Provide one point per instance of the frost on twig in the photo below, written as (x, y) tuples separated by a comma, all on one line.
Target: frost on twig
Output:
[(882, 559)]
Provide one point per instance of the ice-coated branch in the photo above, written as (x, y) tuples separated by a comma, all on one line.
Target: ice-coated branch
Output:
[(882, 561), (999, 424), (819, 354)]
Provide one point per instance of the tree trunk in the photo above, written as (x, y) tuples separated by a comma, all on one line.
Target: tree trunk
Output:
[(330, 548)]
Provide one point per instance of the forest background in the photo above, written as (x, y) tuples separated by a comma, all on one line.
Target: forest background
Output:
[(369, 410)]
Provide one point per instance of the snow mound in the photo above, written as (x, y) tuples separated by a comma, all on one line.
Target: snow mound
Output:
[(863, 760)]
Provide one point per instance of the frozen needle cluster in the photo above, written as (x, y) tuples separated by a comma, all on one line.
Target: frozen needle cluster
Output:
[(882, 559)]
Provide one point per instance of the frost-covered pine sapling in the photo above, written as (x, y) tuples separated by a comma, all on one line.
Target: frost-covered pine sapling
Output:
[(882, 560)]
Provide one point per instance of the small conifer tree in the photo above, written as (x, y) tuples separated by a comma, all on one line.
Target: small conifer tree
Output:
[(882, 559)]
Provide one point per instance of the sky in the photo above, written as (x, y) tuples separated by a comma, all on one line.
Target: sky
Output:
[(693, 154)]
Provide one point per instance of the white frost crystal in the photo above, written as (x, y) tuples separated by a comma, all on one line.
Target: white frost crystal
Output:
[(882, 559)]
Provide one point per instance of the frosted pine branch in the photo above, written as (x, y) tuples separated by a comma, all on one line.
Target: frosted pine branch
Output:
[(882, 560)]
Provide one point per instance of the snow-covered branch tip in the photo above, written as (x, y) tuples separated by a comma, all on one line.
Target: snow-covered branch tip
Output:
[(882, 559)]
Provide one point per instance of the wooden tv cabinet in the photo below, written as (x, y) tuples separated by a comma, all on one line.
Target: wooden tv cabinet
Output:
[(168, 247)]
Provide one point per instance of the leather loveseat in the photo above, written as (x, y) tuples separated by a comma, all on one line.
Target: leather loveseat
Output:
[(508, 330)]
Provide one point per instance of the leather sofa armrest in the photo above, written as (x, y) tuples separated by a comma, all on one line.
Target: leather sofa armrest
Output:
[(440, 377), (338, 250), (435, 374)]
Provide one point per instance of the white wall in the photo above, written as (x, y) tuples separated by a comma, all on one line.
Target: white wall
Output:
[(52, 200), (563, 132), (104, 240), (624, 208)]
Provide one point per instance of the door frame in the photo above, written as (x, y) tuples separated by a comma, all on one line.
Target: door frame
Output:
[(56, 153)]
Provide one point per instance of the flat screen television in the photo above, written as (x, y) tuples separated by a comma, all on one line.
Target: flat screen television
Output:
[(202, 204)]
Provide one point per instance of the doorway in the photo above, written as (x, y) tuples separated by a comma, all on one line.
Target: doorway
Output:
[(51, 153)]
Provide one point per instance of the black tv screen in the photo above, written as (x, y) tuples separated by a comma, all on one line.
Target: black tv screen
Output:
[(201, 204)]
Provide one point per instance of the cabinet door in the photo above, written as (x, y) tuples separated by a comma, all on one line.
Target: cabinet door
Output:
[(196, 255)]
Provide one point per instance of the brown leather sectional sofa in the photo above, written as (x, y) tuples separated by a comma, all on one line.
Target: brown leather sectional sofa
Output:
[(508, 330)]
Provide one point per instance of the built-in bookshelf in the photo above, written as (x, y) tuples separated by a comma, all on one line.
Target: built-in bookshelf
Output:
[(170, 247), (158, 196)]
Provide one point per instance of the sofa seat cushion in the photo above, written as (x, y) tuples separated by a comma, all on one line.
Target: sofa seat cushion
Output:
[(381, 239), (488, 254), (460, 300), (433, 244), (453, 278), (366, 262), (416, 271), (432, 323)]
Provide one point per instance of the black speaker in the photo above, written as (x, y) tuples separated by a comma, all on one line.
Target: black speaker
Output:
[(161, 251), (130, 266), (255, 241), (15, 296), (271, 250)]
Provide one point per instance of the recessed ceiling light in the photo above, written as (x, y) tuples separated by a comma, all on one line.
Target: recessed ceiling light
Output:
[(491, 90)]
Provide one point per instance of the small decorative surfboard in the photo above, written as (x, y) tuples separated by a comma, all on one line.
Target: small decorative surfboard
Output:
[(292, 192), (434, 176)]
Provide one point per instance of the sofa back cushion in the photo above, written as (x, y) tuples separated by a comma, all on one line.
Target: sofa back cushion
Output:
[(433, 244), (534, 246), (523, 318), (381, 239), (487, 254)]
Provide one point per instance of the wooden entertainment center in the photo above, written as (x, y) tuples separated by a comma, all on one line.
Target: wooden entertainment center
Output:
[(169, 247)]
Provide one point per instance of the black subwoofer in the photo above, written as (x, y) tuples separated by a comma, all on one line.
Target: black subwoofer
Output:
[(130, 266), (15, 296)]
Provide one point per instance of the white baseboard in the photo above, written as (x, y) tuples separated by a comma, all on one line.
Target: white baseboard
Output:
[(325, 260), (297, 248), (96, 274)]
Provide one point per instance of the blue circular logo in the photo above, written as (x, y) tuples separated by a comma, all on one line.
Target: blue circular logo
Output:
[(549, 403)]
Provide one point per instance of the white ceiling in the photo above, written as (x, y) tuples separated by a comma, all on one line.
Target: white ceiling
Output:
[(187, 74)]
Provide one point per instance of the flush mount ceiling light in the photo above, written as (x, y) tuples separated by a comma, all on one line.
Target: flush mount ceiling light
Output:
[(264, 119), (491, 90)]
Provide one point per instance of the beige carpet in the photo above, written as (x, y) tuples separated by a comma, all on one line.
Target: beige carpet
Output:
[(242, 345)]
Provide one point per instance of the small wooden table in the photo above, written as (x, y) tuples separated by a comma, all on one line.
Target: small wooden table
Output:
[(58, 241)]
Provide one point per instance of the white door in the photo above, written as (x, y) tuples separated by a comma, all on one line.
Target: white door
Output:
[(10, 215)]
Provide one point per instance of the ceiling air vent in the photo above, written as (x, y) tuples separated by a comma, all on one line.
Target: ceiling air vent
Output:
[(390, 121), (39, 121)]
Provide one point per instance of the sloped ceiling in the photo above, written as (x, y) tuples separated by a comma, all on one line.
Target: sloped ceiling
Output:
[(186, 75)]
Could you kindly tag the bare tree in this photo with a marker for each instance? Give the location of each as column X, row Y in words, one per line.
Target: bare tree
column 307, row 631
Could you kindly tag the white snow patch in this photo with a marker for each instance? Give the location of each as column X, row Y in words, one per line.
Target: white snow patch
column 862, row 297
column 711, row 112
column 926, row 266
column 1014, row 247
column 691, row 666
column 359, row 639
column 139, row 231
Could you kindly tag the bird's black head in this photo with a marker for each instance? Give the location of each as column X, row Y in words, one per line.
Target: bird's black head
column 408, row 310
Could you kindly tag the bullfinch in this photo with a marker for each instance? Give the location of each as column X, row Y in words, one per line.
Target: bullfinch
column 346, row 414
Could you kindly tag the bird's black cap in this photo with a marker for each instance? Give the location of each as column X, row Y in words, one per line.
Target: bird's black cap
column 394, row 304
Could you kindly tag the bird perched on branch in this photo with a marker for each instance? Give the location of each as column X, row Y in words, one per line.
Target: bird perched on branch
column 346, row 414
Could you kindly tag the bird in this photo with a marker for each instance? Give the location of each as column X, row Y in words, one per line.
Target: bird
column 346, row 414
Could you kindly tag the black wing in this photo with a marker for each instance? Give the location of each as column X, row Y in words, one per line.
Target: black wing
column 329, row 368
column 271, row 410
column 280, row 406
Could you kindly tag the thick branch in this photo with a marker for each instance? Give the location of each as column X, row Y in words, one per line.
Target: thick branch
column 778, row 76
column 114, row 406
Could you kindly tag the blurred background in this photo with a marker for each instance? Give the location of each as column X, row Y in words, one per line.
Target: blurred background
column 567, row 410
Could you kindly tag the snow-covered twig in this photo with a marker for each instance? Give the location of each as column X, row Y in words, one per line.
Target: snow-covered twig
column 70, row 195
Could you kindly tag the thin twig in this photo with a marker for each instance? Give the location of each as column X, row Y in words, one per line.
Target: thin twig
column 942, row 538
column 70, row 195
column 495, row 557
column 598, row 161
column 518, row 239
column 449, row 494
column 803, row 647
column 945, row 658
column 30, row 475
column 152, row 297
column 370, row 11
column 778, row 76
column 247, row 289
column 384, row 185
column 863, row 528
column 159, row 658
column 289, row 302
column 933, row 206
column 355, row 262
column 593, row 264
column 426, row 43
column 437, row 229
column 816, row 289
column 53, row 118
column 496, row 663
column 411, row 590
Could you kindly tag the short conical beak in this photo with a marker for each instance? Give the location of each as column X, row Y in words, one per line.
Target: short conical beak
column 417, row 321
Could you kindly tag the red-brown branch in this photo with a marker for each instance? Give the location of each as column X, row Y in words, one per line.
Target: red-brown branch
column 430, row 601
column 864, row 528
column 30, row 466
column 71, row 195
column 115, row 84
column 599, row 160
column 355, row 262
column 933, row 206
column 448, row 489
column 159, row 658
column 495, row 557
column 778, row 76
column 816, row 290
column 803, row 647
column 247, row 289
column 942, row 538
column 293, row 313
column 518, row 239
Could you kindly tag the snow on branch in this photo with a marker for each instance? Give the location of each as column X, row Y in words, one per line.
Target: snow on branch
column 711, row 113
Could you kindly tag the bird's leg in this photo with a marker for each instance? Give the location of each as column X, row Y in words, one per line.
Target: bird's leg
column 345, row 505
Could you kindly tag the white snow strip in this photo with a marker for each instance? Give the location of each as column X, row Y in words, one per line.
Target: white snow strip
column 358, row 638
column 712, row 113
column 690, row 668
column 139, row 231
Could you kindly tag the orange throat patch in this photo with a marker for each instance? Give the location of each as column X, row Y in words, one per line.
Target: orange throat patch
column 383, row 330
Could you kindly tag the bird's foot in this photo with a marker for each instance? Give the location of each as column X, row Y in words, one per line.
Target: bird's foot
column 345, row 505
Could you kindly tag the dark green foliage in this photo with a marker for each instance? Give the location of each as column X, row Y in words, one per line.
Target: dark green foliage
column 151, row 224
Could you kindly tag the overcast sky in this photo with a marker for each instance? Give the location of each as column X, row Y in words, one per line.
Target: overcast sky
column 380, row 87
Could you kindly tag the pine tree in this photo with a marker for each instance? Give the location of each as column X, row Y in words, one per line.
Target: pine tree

---

Task details: Everything above from the line containing "Target: thin twig" down to the line containing "Could you kindly tag the orange" is to be transcribed exactly, with both of those lines included and nothing else added.

Task result:
Target: thin twig
column 942, row 538
column 70, row 195
column 495, row 557
column 598, row 161
column 518, row 239
column 449, row 494
column 803, row 647
column 945, row 658
column 30, row 475
column 152, row 297
column 370, row 11
column 778, row 76
column 247, row 289
column 384, row 185
column 863, row 528
column 159, row 658
column 289, row 302
column 933, row 206
column 355, row 262
column 593, row 264
column 426, row 43
column 437, row 229
column 816, row 289
column 53, row 118
column 496, row 663
column 411, row 590
Could you kindly tag the short conical beak in this photo with a marker for each instance? Give the location of each as column X, row Y in words, one per line.
Target: short conical beak
column 417, row 321
Could you kindly tag the red-brown branch in this photo with a marker for each instance? Give the location of each as column X, row Y in words, one per line.
Target: red-brown branch
column 430, row 601
column 864, row 528
column 30, row 466
column 71, row 195
column 115, row 84
column 599, row 160
column 355, row 262
column 933, row 206
column 448, row 489
column 159, row 658
column 495, row 557
column 778, row 76
column 816, row 290
column 803, row 647
column 247, row 289
column 942, row 538
column 293, row 313
column 518, row 239
Could you kindly tag the snow on branch in this photo with a marker for each instance? Give the location of each as column X, row Y in words, one per line.
Target: snow on branch
column 711, row 113
Could you kindly tag the bird's leg in this photo with a marker for each instance? Give the location of each as column X, row Y in words, one per line.
Target: bird's leg
column 345, row 505
Could you kindly tag the white snow strip in this photo with a marker for each instance? Give the location of each as column X, row Y in words, one per line.
Target: white snow strip
column 358, row 638
column 712, row 113
column 690, row 668
column 139, row 231
Could you kindly tag the orange throat patch in this photo with a marker for each instance? Give the location of each as column X, row Y in words, one per line.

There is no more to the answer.